§ DATA EXTRACTS:
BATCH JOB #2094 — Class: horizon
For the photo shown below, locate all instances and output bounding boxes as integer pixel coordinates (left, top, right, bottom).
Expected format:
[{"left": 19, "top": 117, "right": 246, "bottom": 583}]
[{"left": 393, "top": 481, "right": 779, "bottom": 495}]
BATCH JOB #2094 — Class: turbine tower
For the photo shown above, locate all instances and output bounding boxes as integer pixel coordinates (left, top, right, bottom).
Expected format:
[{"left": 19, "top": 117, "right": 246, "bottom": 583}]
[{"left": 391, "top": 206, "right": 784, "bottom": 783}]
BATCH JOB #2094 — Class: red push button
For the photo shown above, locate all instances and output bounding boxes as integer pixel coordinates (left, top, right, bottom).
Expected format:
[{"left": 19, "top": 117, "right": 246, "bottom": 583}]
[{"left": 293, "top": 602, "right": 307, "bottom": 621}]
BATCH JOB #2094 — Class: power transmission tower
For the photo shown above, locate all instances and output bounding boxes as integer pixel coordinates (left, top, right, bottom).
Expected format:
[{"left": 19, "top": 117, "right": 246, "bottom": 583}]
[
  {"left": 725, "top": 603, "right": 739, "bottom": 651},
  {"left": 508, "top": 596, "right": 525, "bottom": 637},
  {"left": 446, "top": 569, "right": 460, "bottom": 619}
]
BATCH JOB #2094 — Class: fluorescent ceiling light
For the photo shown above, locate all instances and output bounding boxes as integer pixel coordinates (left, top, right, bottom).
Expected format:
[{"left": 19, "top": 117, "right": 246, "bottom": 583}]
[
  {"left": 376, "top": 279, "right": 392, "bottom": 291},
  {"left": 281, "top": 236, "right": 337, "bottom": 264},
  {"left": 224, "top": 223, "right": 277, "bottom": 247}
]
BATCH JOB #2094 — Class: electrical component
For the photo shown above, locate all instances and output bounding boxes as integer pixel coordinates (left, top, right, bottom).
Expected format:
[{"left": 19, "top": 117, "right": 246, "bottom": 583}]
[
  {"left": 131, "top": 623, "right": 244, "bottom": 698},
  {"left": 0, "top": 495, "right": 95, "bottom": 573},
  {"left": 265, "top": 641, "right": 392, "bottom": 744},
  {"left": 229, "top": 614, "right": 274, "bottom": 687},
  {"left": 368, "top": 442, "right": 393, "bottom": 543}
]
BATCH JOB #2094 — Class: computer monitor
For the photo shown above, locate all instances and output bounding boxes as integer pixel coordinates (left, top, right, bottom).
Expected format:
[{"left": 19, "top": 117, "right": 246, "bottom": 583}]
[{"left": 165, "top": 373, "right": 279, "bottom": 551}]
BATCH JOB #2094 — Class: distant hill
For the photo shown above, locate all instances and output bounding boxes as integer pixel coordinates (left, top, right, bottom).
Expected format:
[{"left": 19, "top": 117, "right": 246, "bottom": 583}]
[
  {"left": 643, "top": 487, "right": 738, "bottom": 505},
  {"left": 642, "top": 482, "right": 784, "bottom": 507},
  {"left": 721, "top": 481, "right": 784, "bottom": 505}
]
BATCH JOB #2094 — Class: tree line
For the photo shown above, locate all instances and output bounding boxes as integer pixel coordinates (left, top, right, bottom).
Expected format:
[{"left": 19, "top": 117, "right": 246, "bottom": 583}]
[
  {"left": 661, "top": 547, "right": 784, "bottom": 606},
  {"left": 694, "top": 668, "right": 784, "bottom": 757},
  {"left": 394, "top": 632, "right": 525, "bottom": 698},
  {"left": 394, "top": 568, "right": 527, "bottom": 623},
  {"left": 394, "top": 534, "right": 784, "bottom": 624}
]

§ WORK TASK:
Out of the material above, gather each line where "Class" appears.

§ ANSWER BOX:
BATCH JOB #2094 — Class: horizon
BATCH JOB #2094 — Class: turbine tower
BATCH JOB #2094 — Class: red push button
BATCH JOB #2094 — Class: power transmission tower
BATCH JOB #2094 — Class: fluorescent ceiling light
BATCH JOB #2094 — Class: electrical component
BATCH JOB #2094 — Class: computer monitor
BATCH JOB #2094 — Class: distant hill
BATCH JOB #2094 — Class: tree line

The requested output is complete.